Start of Input material

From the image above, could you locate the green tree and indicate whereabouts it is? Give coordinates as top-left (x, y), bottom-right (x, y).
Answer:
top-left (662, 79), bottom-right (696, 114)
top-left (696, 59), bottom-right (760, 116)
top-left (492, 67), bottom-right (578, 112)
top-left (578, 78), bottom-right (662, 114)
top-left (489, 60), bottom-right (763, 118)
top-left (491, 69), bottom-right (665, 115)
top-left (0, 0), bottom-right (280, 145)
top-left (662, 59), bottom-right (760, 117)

End of Input material

▶ **Activity**: Transcribe each entry exactly as it appears.

▶ **Result**:
From the image above, could you locate the green tree and indicate whereabouts it is? Give coordinates as top-left (x, y), bottom-right (x, y).
Answer:
top-left (662, 79), bottom-right (696, 114)
top-left (696, 59), bottom-right (760, 116)
top-left (492, 67), bottom-right (578, 112)
top-left (578, 78), bottom-right (662, 114)
top-left (489, 60), bottom-right (763, 118)
top-left (491, 69), bottom-right (665, 115)
top-left (0, 0), bottom-right (280, 145)
top-left (662, 59), bottom-right (760, 117)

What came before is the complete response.